What is required: Render every line of the material below as a numbered list, skipping blank lines. Leave the pictures out of your answer.

Shape labeling records:
----------------------------------------

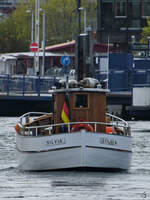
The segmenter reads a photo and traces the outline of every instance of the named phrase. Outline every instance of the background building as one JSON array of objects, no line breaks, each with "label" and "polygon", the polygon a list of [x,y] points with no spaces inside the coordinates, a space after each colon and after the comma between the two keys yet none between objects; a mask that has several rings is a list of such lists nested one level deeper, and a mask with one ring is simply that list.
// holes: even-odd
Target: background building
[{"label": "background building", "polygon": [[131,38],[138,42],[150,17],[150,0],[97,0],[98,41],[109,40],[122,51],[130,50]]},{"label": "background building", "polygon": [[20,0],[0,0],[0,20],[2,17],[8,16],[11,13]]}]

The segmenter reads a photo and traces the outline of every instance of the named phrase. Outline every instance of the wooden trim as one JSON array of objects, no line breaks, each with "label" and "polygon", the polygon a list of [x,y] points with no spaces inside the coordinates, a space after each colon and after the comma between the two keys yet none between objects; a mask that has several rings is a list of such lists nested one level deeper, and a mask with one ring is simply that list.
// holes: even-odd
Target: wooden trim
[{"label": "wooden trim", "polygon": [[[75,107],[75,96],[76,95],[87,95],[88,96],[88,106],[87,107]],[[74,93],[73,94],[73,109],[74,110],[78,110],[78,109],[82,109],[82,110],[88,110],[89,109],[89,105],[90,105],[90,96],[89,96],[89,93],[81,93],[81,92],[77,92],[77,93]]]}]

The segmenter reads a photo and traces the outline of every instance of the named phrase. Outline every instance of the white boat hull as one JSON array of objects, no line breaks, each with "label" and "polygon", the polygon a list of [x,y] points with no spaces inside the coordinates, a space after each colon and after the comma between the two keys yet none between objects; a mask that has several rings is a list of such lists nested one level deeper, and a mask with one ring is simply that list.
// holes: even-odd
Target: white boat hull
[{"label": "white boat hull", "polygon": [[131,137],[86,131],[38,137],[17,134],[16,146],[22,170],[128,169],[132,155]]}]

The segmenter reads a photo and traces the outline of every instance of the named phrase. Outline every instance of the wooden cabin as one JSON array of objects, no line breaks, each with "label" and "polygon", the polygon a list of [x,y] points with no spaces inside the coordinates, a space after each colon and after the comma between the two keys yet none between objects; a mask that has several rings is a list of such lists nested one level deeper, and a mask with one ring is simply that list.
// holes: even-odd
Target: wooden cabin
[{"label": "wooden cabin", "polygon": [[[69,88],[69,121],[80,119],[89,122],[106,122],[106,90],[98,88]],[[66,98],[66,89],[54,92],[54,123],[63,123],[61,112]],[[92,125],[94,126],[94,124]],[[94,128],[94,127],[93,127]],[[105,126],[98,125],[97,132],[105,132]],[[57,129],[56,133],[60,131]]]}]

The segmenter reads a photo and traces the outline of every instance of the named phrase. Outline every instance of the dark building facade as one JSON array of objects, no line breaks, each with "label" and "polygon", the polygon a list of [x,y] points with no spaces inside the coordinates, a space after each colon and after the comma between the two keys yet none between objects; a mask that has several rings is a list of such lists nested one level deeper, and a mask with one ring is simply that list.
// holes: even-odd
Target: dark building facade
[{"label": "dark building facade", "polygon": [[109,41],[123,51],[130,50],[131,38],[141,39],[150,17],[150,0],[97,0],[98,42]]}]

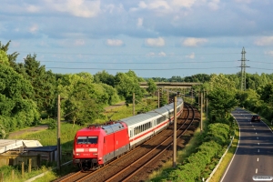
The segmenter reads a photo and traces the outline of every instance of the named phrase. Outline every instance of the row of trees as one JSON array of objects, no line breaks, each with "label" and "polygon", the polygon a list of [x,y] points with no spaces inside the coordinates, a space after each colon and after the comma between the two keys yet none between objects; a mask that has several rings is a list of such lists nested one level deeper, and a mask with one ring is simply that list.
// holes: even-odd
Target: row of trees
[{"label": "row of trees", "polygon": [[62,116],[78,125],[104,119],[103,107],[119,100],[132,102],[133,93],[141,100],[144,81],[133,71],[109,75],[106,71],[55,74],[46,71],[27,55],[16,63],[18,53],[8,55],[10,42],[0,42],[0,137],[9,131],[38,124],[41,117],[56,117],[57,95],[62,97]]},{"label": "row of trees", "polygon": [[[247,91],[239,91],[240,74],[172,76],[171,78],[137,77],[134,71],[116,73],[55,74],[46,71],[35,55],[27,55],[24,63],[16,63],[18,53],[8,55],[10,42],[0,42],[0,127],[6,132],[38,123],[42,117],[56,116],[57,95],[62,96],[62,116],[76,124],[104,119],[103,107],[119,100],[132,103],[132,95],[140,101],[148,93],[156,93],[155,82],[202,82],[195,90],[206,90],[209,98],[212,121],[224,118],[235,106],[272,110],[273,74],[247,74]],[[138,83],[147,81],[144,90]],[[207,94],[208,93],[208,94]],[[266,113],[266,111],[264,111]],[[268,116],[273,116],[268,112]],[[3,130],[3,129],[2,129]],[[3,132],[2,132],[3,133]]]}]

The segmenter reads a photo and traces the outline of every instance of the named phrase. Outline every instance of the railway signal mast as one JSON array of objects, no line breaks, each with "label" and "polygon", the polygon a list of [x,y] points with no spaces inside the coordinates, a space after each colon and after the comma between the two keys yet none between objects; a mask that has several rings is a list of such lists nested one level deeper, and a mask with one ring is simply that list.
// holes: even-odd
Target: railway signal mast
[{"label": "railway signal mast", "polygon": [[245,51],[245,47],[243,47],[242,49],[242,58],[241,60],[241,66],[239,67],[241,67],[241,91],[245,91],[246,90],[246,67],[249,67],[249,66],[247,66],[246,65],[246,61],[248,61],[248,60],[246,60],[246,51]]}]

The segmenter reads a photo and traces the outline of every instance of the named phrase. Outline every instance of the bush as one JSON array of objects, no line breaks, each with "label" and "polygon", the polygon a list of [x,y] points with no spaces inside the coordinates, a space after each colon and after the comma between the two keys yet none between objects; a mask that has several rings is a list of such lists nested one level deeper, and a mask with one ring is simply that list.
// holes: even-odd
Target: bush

----------------------------------------

Response to this exercise:
1. The segmenter reads a photo and traces the outline of every instance of the named phrase. Outline every instance of the background building as one JSON array of objects, no line breaks, each with "label" and "polygon", the polygon a list of [x,y] points with no spaces inside the coordinates, a space after each colon and after the comma between the two keys yet none between objects; a mask that has several rings is a list of such lists nested one level deeper, and a mask with one ring is simply that list.
2. // holes: even-odd
3. Target: background building
4. [{"label": "background building", "polygon": [[131,38],[138,42],[150,17],[150,0],[97,0],[98,41],[109,40],[122,51],[130,50]]},{"label": "background building", "polygon": [[20,0],[0,0],[0,20],[2,17],[8,16],[11,13]]}]
5. The segmenter reads a photo and traces the outline of every instance of the named phrase. Outline every instance of the wooden trim as one JSON array of objects, no line breaks, each with "label" and "polygon", the polygon a list of [x,y] points with no spaces inside the coordinates, a space after each colon and after the comma between the two keys yet none between objects; a mask that has several rings is a list of such lists nested one level deeper, and a mask with one ring is simply that list.
6. // holes: even-odd
7. Target: wooden trim
8. [{"label": "wooden trim", "polygon": [[[75,107],[75,96],[76,95],[87,95],[88,96],[88,106],[87,107]],[[74,93],[73,94],[73,109],[74,110],[78,110],[78,109],[82,109],[82,110],[88,110],[89,109],[89,105],[90,105],[90,96],[89,96],[89,93],[81,93],[81,92],[77,92],[77,93]]]}]
9. The segmenter reads a photo and traces the outline of every instance of the named phrase. Outline every instance of the white boat hull as one JSON array of objects, no line breaks, each with "label" and "polygon", the polygon a list of [x,y] points with no spaces inside the coordinates, a space after each colon and after the comma between the two keys yet none between objects; a mask that has several rings is a list of such lists nested one level deeper, and a mask with one ring is simply that list.
10. // holes: even-odd
11. Target: white boat hull
12. [{"label": "white boat hull", "polygon": [[131,137],[86,131],[38,137],[17,134],[16,146],[22,170],[128,169],[132,155]]}]
13. The segmenter reads a photo and traces the outline of every instance of the named phrase. Outline every instance of the wooden cabin as one JSON array of objects, no line breaks, each with "label" and "polygon", the polygon a list of [x,y] points with no spaces inside the coordinates, a space after each colon and after the comma between the two keys yet none between objects; a mask that has several rings is a list of such lists nested one level deeper, and a mask with one ring is simply that list.
14. // holes: even-odd
15. Target: wooden cabin
16. [{"label": "wooden cabin", "polygon": [[[69,88],[69,121],[80,119],[89,122],[106,122],[106,90],[98,88]],[[66,98],[66,89],[54,92],[54,123],[63,123],[61,112]],[[92,125],[94,126],[94,124]],[[94,128],[94,127],[93,127]],[[105,126],[98,125],[97,132],[105,132]],[[57,129],[56,133],[60,131]]]}]
17. The segmenter reads a photo and traces the outline of every instance of the named phrase. Outline every instance of the dark building facade as one JSON array of objects, no line breaks, each with "label" and "polygon", the polygon a list of [x,y] points with no spaces inside the coordinates, a space after each colon and after the comma between the two keys yet none between objects; a mask that has several rings is a list of such lists nested one level deeper, and a mask with one ring is simply that list.
18. // holes: even-odd
19. Target: dark building facade
20. [{"label": "dark building facade", "polygon": [[109,41],[123,51],[130,50],[131,38],[141,39],[150,17],[150,0],[97,0],[98,42]]}]
21. The segmenter reads a photo and traces the outline of every instance of the named phrase. Outline every instance of the row of trees as one JSON array of objects, no line breaks, each with "label" and "polygon", the polygon a list of [x,y] points with no spaces inside the coordinates, a space after each colon and after the comma between the two keys yet none between objects; a mask that has several rings is a list of such lists nested one level deeper, and a mask with one ring is simply that list.
22. // holes: even-odd
23. Target: row of trees
24. [{"label": "row of trees", "polygon": [[62,116],[78,125],[104,119],[103,107],[119,100],[132,102],[133,93],[141,100],[144,81],[133,71],[109,75],[106,71],[55,74],[46,71],[27,55],[16,63],[18,53],[8,55],[10,42],[0,42],[0,137],[9,131],[38,124],[41,117],[56,117],[57,95],[62,97]]},{"label": "row of trees", "polygon": [[[247,91],[239,91],[240,74],[172,76],[171,78],[137,77],[134,71],[116,73],[55,74],[46,71],[35,55],[27,55],[24,63],[16,63],[18,53],[8,55],[10,42],[0,42],[0,127],[6,132],[38,123],[42,117],[56,116],[57,95],[62,96],[62,116],[76,124],[104,119],[103,107],[119,100],[132,103],[132,95],[140,101],[148,93],[156,93],[155,82],[202,82],[195,90],[206,90],[209,98],[212,121],[224,118],[235,106],[272,110],[273,74],[247,74]],[[138,83],[147,81],[144,90]],[[207,94],[208,93],[208,94]],[[266,113],[266,111],[264,111]],[[268,116],[273,116],[268,112]],[[3,130],[3,129],[2,129]],[[3,132],[2,132],[3,133]]]}]
25. The segmenter reads a photo and traces the outline of every instance of the named phrase. Outline every instance of the railway signal mast as one JSON array of objects, no line breaks, each with "label" and "polygon", the polygon a list of [x,y] points with no spaces inside the coordinates, a space after each colon and after the comma between the two keys yet none between objects; a mask that has several rings is a list of such lists nested one level deeper, and a mask with one ring is simply that list.
26. // holes: even-odd
27. Target: railway signal mast
28. [{"label": "railway signal mast", "polygon": [[245,51],[245,47],[243,47],[242,49],[242,58],[241,60],[241,66],[239,67],[241,67],[241,91],[245,91],[246,90],[246,67],[249,67],[249,66],[247,66],[246,65],[246,61],[248,61],[248,60],[246,60],[246,51]]}]
29. The segmenter reads a photo and traces the outline of every instance of the named phrase. Outline every instance of the bush as one JSON array of objects, no line breaks, each with "label" and "polygon", the polygon a list of [x,y] points with no spaces inside the coordinates, a space after each colon and after the comma between the two keys yet none between objects; a mask that has several rings is a list of such lists nested one level deeper, and a mask with one ring is simply that list.
30. // holes: even-odd
31. Target: bush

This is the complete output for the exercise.